[The problem]:
Set down a faithful copy of every record below, with no images.

====================

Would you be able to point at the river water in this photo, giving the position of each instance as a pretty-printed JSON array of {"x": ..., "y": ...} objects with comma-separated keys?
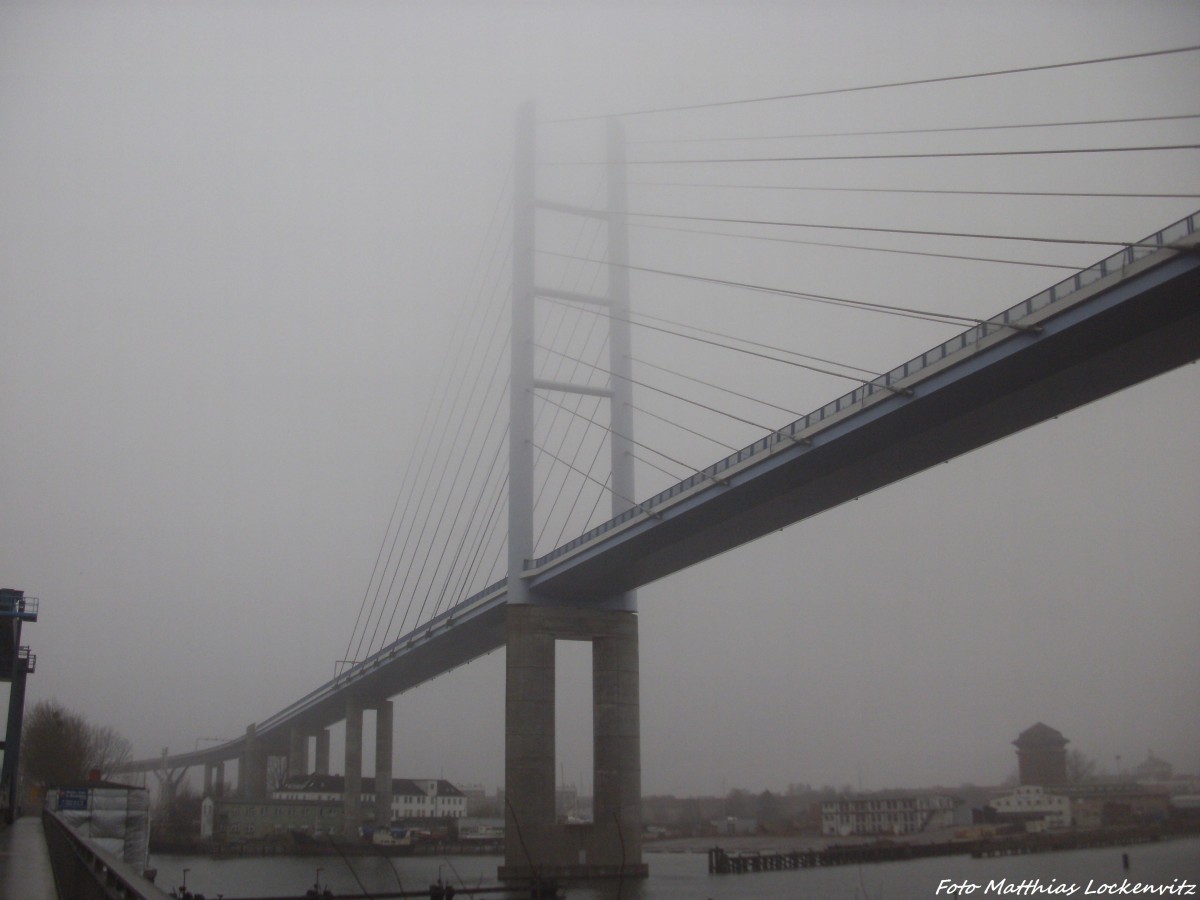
[{"x": 684, "y": 876}]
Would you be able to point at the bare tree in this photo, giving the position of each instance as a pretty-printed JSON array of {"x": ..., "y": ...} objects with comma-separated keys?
[
  {"x": 60, "y": 747},
  {"x": 107, "y": 749},
  {"x": 1080, "y": 767},
  {"x": 276, "y": 773}
]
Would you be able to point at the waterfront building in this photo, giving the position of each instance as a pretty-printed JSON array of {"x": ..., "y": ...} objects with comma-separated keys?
[
  {"x": 411, "y": 798},
  {"x": 1107, "y": 803},
  {"x": 1042, "y": 755},
  {"x": 313, "y": 805},
  {"x": 886, "y": 814},
  {"x": 1033, "y": 807}
]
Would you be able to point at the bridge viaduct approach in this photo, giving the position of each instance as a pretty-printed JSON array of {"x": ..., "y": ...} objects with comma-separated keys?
[{"x": 1127, "y": 318}]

====================

[Reply to the exercise]:
Would you be able to point at the river water in this photo, giving the position of each instance as a pretty-printed JSON array of {"x": ..., "y": ...} objects with comma-separated keys?
[{"x": 684, "y": 876}]
Would you be able to point at the bare tree in this photo, giving the position of each instance as a pretty-printed JSON array of {"x": ..., "y": ...} objects with comma-separated keys?
[
  {"x": 60, "y": 747},
  {"x": 107, "y": 749},
  {"x": 1080, "y": 767},
  {"x": 276, "y": 773}
]
Would you be able to point at the waterfront building in this photo, giving the position of each instance as a pretty-printed JSON array of {"x": ..., "y": ...} objects with comma-separated keys?
[
  {"x": 411, "y": 798},
  {"x": 1107, "y": 803},
  {"x": 1042, "y": 755},
  {"x": 313, "y": 805},
  {"x": 886, "y": 814},
  {"x": 1033, "y": 807}
]
Would you be able to point at the bridge viaduct approach in this photo, giving the position of each instance as a pretty-printed JSON array of {"x": ..., "y": ...} objects with comma-separated keys?
[{"x": 1127, "y": 318}]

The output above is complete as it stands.